Task brief:
Write out the records below as a two-column CSV with the headers "instruction" and "outline", one row per record. Put each record's text in the first field and its answer in the second, quote each field, turn line breaks into spaces, and leave out the pictures.

Extracted entries:

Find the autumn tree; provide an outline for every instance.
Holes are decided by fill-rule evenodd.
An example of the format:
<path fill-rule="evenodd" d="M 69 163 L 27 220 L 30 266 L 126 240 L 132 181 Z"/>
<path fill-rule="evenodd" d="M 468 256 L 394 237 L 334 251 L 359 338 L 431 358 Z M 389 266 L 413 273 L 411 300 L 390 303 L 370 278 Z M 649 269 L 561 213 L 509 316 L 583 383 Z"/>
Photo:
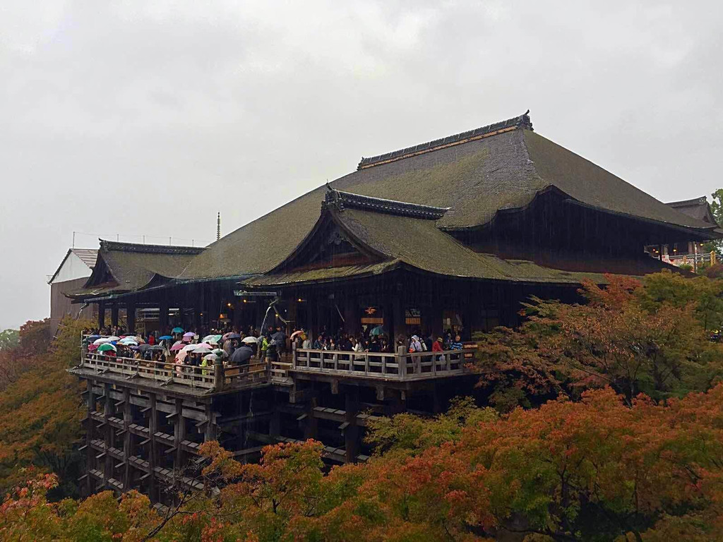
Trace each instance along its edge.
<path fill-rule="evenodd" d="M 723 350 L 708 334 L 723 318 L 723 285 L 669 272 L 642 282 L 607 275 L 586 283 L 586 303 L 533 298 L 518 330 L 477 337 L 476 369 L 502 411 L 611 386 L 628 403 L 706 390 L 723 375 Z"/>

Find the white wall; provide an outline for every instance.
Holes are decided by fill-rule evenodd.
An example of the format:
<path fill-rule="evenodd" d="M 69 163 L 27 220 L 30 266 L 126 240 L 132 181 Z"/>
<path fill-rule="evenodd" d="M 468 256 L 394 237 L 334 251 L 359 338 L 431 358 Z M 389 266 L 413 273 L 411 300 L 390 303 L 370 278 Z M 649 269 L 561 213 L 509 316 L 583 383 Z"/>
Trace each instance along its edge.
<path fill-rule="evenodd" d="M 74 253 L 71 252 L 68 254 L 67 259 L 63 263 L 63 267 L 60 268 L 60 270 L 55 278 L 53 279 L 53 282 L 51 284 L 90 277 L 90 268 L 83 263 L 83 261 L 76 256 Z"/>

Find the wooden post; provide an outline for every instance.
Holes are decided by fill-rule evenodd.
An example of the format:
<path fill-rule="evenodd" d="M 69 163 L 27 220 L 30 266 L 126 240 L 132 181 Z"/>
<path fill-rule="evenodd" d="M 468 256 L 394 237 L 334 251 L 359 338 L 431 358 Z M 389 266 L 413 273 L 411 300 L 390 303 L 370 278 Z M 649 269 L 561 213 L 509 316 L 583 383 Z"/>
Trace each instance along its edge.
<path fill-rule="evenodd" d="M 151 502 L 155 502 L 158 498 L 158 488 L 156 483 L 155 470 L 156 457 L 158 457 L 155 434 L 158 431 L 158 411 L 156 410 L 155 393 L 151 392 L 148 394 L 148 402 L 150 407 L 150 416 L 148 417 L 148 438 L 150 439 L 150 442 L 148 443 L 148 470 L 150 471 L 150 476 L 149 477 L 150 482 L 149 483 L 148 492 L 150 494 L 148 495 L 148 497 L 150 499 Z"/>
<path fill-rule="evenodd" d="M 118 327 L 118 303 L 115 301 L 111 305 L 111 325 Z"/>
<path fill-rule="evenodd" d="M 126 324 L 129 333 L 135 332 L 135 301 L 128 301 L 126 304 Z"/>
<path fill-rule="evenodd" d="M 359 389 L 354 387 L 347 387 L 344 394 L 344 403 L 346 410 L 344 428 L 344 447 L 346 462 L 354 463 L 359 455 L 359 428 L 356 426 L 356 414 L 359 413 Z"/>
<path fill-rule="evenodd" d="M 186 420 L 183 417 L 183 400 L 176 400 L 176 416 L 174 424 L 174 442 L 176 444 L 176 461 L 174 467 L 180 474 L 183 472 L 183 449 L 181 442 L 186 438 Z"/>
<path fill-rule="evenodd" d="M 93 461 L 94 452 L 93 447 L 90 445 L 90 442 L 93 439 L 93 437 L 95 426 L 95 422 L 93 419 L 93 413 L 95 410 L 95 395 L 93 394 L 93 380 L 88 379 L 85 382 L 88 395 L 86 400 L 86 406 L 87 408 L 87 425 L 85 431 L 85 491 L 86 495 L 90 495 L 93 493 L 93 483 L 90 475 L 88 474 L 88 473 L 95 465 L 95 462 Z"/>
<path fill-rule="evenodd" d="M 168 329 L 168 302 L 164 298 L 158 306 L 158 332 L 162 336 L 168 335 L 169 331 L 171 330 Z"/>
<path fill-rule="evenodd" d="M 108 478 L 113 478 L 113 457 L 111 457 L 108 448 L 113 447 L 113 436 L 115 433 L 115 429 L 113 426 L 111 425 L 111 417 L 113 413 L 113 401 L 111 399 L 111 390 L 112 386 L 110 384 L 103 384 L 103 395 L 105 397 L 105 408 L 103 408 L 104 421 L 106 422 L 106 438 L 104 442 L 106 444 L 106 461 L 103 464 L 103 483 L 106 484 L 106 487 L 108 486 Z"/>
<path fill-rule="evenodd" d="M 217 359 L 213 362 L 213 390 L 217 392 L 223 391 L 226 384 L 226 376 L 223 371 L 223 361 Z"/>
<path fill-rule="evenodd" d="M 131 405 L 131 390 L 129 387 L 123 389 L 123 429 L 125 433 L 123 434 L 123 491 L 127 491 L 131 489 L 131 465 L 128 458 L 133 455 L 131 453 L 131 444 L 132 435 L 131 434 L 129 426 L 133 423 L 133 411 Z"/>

The reply:
instruction,outline
"Find the autumn tree; provide an outline for every instance. Holes are decided by fill-rule evenodd. An example of the format: <path fill-rule=""evenodd"" d=""M 69 163 L 27 220 L 30 266 L 126 240 L 132 181 Z""/> <path fill-rule=""evenodd"" d=""M 468 256 L 394 237 L 334 251 L 359 338 L 431 358 Z M 389 266 L 413 273 L 411 300 L 390 303 L 370 278 Z M 649 269 L 561 213 L 509 316 L 583 383 Z""/> Photo: Trace each instance along its edge.","<path fill-rule=""evenodd"" d=""M 723 350 L 708 334 L 723 318 L 723 285 L 669 272 L 642 282 L 607 275 L 586 283 L 586 303 L 533 298 L 518 330 L 477 337 L 476 369 L 502 411 L 611 386 L 628 403 L 706 390 L 723 375 Z""/>"
"Find the white wall; provide an outline for every instance. Holes are decided by fill-rule evenodd. An example of the format: <path fill-rule=""evenodd"" d=""M 69 163 L 27 220 L 30 266 L 126 240 L 132 181 Z""/> <path fill-rule=""evenodd"" d=""M 468 256 L 394 237 L 334 251 L 359 338 L 431 358 Z M 389 266 L 413 273 L 411 300 L 390 303 L 370 278 Z M 649 269 L 561 213 L 509 316 L 583 383 Z""/> Trace each instance along its edge.","<path fill-rule=""evenodd"" d=""M 74 253 L 71 252 L 68 254 L 67 259 L 63 263 L 63 267 L 60 268 L 60 270 L 55 278 L 53 279 L 53 282 L 51 284 L 90 277 L 90 268 L 83 263 L 83 261 L 76 256 Z""/>"
"Find the wooden post; provide an outline for every instance. Holes are decided by fill-rule evenodd. An example of the format: <path fill-rule=""evenodd"" d=""M 69 163 L 27 220 L 30 266 L 126 240 L 132 181 Z""/> <path fill-rule=""evenodd"" d=""M 468 256 L 394 237 L 334 251 L 359 338 L 431 358 Z M 389 266 L 413 273 L 411 300 L 390 303 L 370 278 Z M 649 269 L 561 213 L 509 316 L 583 383 Z""/> Trace each instance along its edge.","<path fill-rule=""evenodd"" d=""M 151 502 L 155 502 L 158 498 L 158 488 L 156 483 L 155 470 L 156 457 L 158 457 L 155 434 L 158 431 L 158 411 L 156 410 L 155 393 L 151 392 L 148 394 L 148 402 L 150 407 L 150 416 L 148 417 L 148 438 L 150 439 L 150 442 L 148 443 L 148 470 L 150 471 L 150 476 L 149 477 L 150 482 L 149 483 L 148 492 L 150 494 L 148 495 L 148 497 L 150 499 Z""/> <path fill-rule=""evenodd"" d=""M 118 327 L 118 303 L 115 301 L 111 305 L 111 325 Z""/> <path fill-rule=""evenodd"" d=""M 126 324 L 129 333 L 135 332 L 135 301 L 128 301 L 126 304 Z""/> <path fill-rule=""evenodd"" d=""M 359 389 L 354 387 L 347 387 L 344 394 L 344 403 L 346 410 L 344 428 L 344 447 L 346 462 L 354 463 L 359 455 L 359 428 L 356 426 L 356 414 L 359 413 Z""/> <path fill-rule=""evenodd"" d=""M 186 420 L 183 417 L 183 400 L 176 400 L 176 416 L 174 424 L 174 442 L 176 444 L 176 461 L 174 467 L 180 474 L 183 472 L 183 449 L 181 442 L 186 438 Z""/> <path fill-rule=""evenodd"" d=""M 93 461 L 94 452 L 93 447 L 90 445 L 90 442 L 93 439 L 93 437 L 95 426 L 95 422 L 93 419 L 93 413 L 95 410 L 95 395 L 93 394 L 93 380 L 88 379 L 85 382 L 88 395 L 86 400 L 86 406 L 87 408 L 87 425 L 85 431 L 85 491 L 86 495 L 90 495 L 93 493 L 93 483 L 90 475 L 88 474 L 88 473 L 95 465 L 95 462 Z""/> <path fill-rule=""evenodd"" d=""M 168 329 L 168 302 L 164 298 L 158 306 L 158 332 L 162 336 L 168 335 L 169 331 L 171 330 Z""/> <path fill-rule=""evenodd"" d=""M 108 478 L 113 478 L 113 457 L 111 457 L 108 448 L 113 447 L 113 436 L 115 433 L 115 429 L 113 426 L 111 425 L 111 417 L 113 413 L 113 401 L 111 399 L 111 390 L 112 386 L 110 384 L 103 384 L 103 395 L 105 397 L 105 408 L 103 408 L 104 421 L 106 422 L 106 438 L 104 442 L 106 444 L 106 461 L 103 464 L 103 483 L 106 484 L 106 487 L 108 486 Z""/> <path fill-rule=""evenodd"" d=""M 217 359 L 213 362 L 213 390 L 217 392 L 223 391 L 226 384 L 226 376 L 223 371 L 223 361 Z""/> <path fill-rule=""evenodd"" d=""M 131 405 L 131 390 L 129 387 L 123 389 L 123 429 L 125 433 L 123 434 L 123 491 L 127 491 L 131 489 L 131 465 L 128 458 L 133 455 L 131 453 L 131 444 L 132 435 L 131 434 L 129 426 L 133 423 L 133 411 Z""/>"